All entries below must be reproduced without a single change.

[Collected data]
____________

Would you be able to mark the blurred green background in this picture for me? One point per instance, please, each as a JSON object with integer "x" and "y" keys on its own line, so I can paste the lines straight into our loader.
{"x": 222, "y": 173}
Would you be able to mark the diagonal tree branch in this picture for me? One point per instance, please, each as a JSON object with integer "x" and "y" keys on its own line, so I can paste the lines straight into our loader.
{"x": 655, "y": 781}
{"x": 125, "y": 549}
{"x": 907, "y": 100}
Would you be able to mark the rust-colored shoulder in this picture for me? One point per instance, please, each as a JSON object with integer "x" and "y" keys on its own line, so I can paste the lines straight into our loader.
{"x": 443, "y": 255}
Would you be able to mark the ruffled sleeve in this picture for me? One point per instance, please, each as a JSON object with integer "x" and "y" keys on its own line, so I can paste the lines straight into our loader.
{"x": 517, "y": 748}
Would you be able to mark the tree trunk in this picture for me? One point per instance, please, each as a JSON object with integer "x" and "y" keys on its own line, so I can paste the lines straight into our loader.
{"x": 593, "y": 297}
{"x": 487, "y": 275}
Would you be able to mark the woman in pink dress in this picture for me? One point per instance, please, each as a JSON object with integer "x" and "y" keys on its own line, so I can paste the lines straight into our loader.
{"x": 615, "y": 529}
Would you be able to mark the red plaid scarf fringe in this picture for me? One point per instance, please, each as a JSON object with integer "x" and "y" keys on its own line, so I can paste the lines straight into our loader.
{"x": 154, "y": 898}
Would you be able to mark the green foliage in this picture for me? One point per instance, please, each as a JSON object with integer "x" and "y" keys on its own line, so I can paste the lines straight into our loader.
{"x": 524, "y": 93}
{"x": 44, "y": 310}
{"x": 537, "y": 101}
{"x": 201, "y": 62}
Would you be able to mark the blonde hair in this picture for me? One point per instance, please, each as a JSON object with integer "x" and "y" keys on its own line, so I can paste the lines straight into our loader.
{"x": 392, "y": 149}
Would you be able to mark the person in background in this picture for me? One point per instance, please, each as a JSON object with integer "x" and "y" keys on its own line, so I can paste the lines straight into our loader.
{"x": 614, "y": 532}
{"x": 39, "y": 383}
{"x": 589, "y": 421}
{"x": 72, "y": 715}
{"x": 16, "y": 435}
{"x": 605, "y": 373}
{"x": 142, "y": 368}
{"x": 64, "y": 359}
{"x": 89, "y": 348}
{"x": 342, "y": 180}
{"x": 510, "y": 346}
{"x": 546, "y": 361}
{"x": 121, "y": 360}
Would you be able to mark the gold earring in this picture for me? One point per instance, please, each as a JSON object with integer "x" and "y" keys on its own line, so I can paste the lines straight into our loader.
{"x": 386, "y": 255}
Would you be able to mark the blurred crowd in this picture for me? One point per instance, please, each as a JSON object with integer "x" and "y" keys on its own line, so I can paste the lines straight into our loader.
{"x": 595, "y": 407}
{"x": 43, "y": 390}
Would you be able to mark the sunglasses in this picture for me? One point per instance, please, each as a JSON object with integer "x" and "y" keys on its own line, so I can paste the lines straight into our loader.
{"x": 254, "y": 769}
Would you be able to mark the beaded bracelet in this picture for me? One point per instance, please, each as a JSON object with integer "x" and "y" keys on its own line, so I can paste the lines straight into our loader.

____________

• **EXERCISE SOLUTION**:
Would you be able to mark the blurred green background in this picture for me? One point per instance, please, each as a JSON object with integer "x" and "y" keys on its own line, so I can paste the lines straight into our loader.
{"x": 222, "y": 173}
Would you be able to mark the diagonal tree branch in this picture for me? One point per instance, please, each as a JSON object with integer "x" and "y" keys on its own line, so I can paste the lines straight into our loader.
{"x": 655, "y": 781}
{"x": 125, "y": 549}
{"x": 907, "y": 100}
Would you be able to mark the rust-colored shoulder in this picture for me? One point per instance, please, each as a JSON object with integer "x" and "y" keys on its own line, so I can paste the lines straight into our loader.
{"x": 443, "y": 255}
Would you be able to mark the ruffled sleeve in this picture for me? One point per instance, please, each as a JSON object with integer "x" and "y" keys on its own line, so I can paste the lines straight into our loader.
{"x": 517, "y": 748}
Would you be able to mark the tree trunk in this picture for me? One point per instance, please, each as a JSON object with integer "x" and "y" keys on its own line, so I can paste the lines straight into our loader.
{"x": 593, "y": 297}
{"x": 487, "y": 275}
Would you be able to mark the woman in pink dress in this picture for me? One point per instance, please, each as a JSON object with integer "x" and "y" keys on its own line, so I can paste the lines straight into our loader.
{"x": 615, "y": 529}
Would you be able to mark the red plaid scarf fringe in this picture for me? One point per instance, please, each as a JSON object with integer "x" and "y" keys on its own line, so I can paste the lines straight into our loader.
{"x": 154, "y": 898}
Would you be able to mark the green foliage in this picture for me? One point per instance, please, each as a JSON object with integer "x" and "y" keys on its own line, so I can paste the lines straight into our loader.
{"x": 524, "y": 93}
{"x": 44, "y": 310}
{"x": 537, "y": 101}
{"x": 201, "y": 62}
Would you be able to mark the blonde hair in this picture for me? One point per instance, please, each as a JSON object with integer "x" and "y" keys on its own line, so I can paste the lines straight into our loader.
{"x": 392, "y": 149}
Would you be able to mark the person in background in this picture for me? One point per instance, please, each as a JSON object with integer "x" and "y" keys on its own line, so I can paste the lines straight into our loader.
{"x": 614, "y": 532}
{"x": 39, "y": 383}
{"x": 589, "y": 421}
{"x": 72, "y": 715}
{"x": 16, "y": 435}
{"x": 605, "y": 373}
{"x": 142, "y": 368}
{"x": 64, "y": 359}
{"x": 89, "y": 348}
{"x": 342, "y": 180}
{"x": 510, "y": 346}
{"x": 546, "y": 361}
{"x": 121, "y": 360}
Would you be able to mark the gold earring in this picture for me? One point per instance, please, each as a JSON object with integer "x" and "y" keys on its own line, so I can paste the lines straight into our loader.
{"x": 386, "y": 255}
Would you be able to mark the blurred crowd in this picture for me? One point per instance, please, each as a JSON object with integer "x" and "y" keys on its own line, so I can paste the lines straight into our loader.
{"x": 595, "y": 407}
{"x": 43, "y": 390}
Would you be able to mark the sunglasses in this picture for me? One point per instance, please, each as a JSON object with integer "x" and "y" keys on its own line, so I can paste the lines straight into our loader.
{"x": 254, "y": 769}
Would you be able to mark the beaded bracelet in this picture for me? One point per instance, please, each as a JSON object with integer "x" and "y" keys on its own line, so I can paste the lines straight into our loader.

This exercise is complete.